WHAT YOU WILL DO:
Could the data underneath be repeated exactly, in full?

*** Opening of TASK DATA ***

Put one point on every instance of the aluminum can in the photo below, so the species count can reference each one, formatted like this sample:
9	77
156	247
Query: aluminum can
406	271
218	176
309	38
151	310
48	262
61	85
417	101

*** Close of TASK DATA ***

PROBLEM SOLUTION:
Put one point on every instance of the aluminum can in the photo below, so the species count can reference each one, formatted like this sample:
9	77
156	247
Query: aluminum can
406	271
218	176
309	38
151	310
48	262
61	85
417	101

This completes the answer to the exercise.